Task instructions:
A. From the boot sheath text below, list each feature that the better versions of a boot sheath include.
B. Pick up the boot sheath description below after its final sentence and write the next passage.

Text excerpt:
-- begin --

Boot Sheath | Backup Dagger Gear
A blade in the boot is carried for the moment when the sword is gone, the belt is empty, and one small edge can still matter.

Overview
A boot sheath is a leather scabbard sewn or fitted against the inner wall of a tall boot. It is made to hold a dagger, knife, narrow throwing blade, bodkin, spike, or similarly small weapon in a place separate from the wearer’s belt, pack, and main scabbard.
Adventurers use boot sheaths because weapons are lost, dropped, taken, trapped beneath bodies, caught in packs, surrendered at doors, or impossible to draw in cramped quarters. A blade at the boot is not a replacement for a sword or axe, but it may still be reachable when the main weapon is gone.
Its first purpose is access. Concealment is a useful but unreliable side effect. A boot sheath can hide a small weapon from casual sight, especially beneath a cloak, long tunic, mud, or travelling gear, but it should not be treated as protection against a serious search. Its real value is redundancy: one more blade, kept in one more place.
Physical Description
A boot sheath is usually fitted along the inner calf or ankle of a tall leather boot, between the boot leather and the wearer’s leg. The simplest version is a narrow leather sleeve stitched into place. Better versions include a reinforced tip, waxed thread, a small retaining strap, and a softened backing to prevent bruising.
Most boot sheaths are made for slim daggers and knives. A broad blade, heavy pommel, or bulky hilt makes the weapon uncomfortable to carry, harder to draw, and easier to notice. The boot must also be deep enough to hold the weapon safely. A short boot may carry a small knife, but it cannot properly hide or secure a full dagger.
A poor boot sheath chafes, shifts, or tears loose. A good one can be worn through a day’s travel without constant pain, though the wearer remains aware of the blade’s weight and stiffness.

-- end --

Source data:
-- begin --

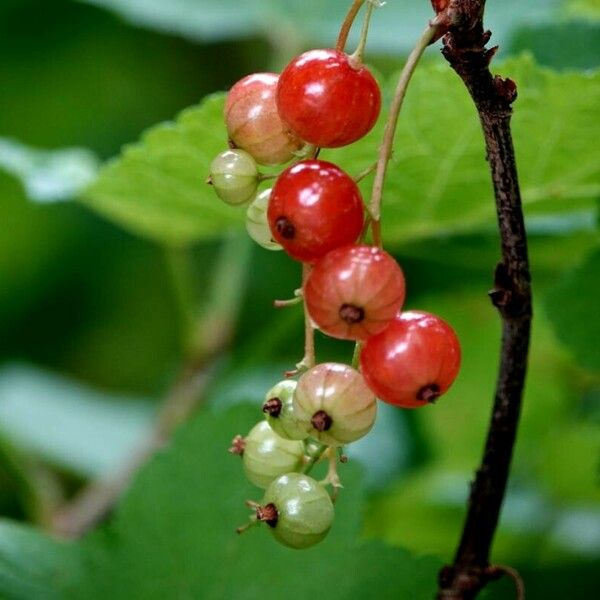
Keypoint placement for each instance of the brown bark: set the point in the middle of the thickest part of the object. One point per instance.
(464, 48)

-- end --

Answers given:
A.
- A reinforced tip
- Waxed thread
- A small retaining strap
- A softened backing to prevent bruising

B.
Why This Item Matters
The boot sheath turns a small blade into a last-resort tool. It matters when a character is climbing, crawling, seated, grappled, knocked down, trapped in a tunnel, fighting in a ship’s hold, or trying to cut bonds with whatever can still be reached.
It also changes scenes of surrender and captivity. A character may appear less armed than they truly are, but the item is not interesting because it fools every guard. It is interesting because it gives the character one more possible action when the scene has already gone wrong.
The boot sheath works best when treated as practical preparedness rather than perfect concealment. It gives a character another option, not a guaranteed escape.
Editions Tabs
Boot Sheath 5.5e / 2024
Boot Sheath Pathfinder 1e / 3.5e
Boot Sheath 3.0
Boot Sheath 5.5e / 2024
Adventuring gear, modification
Cost: 1 gp
Weight: Negligible
Installation Time: About 30 minutes for a plain fitting; longer for comfortable or well-disguised work
Capacity: One dagger, knife, narrow throwing blade, spike, or similarly small weapon
Requirement: A suitable tall boot
A boot sheath is fitted inside a tall boot and holds one small weapon as a last-resort blade. The boot must be deep enough, and the weapon must be narrow enough, to carry it safely.
A weapon carried in a boot sheath is usually hidden from casual sight unless the hilt protrudes, the wearer’s clothing exposes the boot, or the sheath creates an obvious bulge. A creature that visually inspects the wearer can notice the weapon with a successful DC 20 Wisdom (Perception) check.
A creature that physically searches the wearer’s legs or boots usually finds the boot sheath automatically unless the search is especially careless, obstructed, or limited by circumstance. If a check is needed, use DC 10 Wisdom (Perception) or DC 10 Intelligence (Investigation).
Drawing the weapon usually uses the same free object interaction a character would use to draw a weapon, provided the wearer can reach the boot. If the wearer is restrained, prone, seated awkwardly, climbing, crawling, grappled, or trying to draw the weapon unnoticed, the DM may require a DC 10–15 Dexterity (Sleight of Hand) check.
A boot sheath cannot carry a weapon larger than the boot can reasonably contain. It is suitable for a dagger, small knife, narrow spike, or similar item, not a shortsword, handaxe, mace, club, or bulky tool.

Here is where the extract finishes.